List every line of the records below that contains the string "necktie", copying each line in full. Matching is case-sensitive.

===== Extracted records =====

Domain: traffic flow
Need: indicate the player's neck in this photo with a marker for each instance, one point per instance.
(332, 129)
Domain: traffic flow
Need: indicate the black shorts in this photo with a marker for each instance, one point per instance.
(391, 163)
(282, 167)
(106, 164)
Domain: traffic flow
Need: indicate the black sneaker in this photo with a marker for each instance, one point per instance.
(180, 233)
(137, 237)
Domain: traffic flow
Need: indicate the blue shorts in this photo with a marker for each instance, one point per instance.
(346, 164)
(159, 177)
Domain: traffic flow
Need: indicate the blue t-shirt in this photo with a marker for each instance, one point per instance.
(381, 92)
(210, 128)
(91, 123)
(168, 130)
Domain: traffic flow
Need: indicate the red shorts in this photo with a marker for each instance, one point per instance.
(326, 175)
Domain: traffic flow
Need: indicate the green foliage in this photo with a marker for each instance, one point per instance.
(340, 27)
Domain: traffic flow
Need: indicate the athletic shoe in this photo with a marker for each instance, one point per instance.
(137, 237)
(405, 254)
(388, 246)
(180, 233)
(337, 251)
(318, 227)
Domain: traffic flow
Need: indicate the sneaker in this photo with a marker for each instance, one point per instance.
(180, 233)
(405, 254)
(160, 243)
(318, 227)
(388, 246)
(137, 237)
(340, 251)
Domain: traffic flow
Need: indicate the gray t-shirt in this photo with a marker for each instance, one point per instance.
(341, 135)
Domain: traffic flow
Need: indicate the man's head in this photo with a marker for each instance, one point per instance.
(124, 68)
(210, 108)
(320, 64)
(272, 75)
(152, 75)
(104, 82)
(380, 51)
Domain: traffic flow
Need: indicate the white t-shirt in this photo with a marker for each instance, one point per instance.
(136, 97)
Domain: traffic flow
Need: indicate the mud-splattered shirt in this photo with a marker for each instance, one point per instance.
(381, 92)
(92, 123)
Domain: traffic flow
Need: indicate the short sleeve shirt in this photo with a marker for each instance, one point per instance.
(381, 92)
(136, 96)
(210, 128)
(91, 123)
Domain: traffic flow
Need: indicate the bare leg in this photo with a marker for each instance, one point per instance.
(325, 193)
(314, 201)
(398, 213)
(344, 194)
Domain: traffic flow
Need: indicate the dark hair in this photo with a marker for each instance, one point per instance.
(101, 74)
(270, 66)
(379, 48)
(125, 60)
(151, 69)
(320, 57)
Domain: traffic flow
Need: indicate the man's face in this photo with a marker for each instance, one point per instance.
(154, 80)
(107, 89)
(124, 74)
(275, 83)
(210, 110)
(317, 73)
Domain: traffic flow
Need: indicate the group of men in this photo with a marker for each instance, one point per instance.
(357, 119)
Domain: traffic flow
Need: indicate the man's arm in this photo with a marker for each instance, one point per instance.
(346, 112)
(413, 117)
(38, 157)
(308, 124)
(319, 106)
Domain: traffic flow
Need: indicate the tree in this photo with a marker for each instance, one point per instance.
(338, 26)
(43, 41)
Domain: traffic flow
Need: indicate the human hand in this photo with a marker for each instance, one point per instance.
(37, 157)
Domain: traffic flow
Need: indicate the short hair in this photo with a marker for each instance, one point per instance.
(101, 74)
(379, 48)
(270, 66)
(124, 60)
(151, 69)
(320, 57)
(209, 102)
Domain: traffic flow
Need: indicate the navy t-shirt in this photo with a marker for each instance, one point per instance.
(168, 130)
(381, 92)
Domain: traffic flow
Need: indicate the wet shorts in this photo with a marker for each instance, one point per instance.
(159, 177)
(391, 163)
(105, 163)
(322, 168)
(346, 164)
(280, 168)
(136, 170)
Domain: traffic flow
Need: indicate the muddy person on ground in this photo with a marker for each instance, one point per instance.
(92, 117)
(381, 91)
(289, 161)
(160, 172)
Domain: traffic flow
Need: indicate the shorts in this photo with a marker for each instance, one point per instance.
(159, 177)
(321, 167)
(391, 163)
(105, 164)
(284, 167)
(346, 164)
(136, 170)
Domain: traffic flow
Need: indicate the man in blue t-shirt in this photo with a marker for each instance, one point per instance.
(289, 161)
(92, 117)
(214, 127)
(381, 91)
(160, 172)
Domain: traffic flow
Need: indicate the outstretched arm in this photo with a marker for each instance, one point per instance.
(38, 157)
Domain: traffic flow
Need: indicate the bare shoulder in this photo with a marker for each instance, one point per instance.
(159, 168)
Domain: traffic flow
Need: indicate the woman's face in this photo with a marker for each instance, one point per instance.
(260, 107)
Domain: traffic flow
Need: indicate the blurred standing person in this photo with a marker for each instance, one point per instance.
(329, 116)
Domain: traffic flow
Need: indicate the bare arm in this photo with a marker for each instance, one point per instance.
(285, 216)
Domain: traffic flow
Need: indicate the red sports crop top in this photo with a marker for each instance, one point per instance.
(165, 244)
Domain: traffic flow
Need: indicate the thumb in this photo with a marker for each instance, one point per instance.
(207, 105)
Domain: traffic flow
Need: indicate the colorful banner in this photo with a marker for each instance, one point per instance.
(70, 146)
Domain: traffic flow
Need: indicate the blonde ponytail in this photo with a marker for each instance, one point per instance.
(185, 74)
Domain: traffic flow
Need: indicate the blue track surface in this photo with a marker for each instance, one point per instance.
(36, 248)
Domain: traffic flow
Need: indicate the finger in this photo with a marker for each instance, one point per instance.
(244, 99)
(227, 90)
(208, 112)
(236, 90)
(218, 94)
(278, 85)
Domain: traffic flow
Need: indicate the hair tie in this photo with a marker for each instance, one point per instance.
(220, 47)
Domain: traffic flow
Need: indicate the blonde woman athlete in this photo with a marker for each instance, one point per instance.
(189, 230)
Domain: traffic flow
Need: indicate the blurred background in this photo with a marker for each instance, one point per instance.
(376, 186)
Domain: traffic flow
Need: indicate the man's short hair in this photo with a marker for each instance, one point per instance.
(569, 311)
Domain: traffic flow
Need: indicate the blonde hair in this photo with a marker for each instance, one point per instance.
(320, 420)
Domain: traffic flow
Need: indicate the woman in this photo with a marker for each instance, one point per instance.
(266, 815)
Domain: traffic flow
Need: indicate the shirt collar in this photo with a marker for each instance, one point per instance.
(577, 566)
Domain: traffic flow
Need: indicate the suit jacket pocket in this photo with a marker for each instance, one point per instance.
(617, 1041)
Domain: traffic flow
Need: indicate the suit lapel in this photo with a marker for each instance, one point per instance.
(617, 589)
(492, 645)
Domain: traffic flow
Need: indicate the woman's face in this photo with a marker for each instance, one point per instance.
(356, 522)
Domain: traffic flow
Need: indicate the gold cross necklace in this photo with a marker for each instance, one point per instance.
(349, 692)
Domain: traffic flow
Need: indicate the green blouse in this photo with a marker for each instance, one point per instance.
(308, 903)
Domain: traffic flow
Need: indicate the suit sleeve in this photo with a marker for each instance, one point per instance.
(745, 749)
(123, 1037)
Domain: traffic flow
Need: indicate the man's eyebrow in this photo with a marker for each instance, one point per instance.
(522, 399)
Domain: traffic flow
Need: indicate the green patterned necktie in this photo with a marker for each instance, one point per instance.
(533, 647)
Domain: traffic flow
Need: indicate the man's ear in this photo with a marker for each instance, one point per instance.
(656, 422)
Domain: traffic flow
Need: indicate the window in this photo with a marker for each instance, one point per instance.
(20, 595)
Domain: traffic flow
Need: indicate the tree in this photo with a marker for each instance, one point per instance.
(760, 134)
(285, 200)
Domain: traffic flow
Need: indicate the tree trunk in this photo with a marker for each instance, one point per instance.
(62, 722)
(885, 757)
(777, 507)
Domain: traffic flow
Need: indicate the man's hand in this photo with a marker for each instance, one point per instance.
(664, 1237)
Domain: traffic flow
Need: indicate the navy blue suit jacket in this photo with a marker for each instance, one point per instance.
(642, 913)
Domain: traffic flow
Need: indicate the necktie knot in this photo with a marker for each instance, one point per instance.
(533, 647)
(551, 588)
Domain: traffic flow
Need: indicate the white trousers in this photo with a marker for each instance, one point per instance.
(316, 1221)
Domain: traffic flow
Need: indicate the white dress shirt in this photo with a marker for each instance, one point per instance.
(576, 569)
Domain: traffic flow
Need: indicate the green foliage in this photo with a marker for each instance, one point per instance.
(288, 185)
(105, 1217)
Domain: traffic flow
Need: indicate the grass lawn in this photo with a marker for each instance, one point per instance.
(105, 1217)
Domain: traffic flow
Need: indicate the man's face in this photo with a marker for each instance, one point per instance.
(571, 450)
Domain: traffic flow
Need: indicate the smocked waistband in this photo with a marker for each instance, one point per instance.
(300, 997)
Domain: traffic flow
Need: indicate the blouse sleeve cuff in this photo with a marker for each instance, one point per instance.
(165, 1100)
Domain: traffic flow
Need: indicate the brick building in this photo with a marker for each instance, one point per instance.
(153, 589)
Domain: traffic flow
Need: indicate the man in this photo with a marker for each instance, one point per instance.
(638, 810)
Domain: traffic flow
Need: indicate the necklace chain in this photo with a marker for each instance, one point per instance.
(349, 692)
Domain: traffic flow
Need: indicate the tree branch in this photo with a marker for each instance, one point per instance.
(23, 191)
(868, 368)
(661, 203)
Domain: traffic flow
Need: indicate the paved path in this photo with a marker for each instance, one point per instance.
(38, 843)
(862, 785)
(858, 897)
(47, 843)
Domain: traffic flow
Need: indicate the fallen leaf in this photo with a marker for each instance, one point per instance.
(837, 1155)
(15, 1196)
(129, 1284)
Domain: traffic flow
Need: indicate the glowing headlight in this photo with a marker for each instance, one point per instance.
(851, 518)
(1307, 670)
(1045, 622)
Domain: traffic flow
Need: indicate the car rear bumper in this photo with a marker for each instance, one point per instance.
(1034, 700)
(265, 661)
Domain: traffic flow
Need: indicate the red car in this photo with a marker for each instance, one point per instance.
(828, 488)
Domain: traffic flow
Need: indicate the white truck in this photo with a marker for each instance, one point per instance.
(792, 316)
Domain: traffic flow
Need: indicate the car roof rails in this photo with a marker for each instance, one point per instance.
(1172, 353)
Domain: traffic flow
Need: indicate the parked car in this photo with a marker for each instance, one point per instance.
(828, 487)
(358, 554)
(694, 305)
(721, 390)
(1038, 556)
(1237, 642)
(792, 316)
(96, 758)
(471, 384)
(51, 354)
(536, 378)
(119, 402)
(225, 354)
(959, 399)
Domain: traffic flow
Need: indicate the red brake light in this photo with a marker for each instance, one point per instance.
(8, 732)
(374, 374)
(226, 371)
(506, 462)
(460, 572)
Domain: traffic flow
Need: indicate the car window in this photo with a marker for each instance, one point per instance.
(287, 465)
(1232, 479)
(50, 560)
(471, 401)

=====

> Written solution:
Need: indicate the green patterned necktie in this photo with a marker for each instance, one point per instance.
Need: indicate the necktie knot in this photo with a marker for each instance, one point per instance.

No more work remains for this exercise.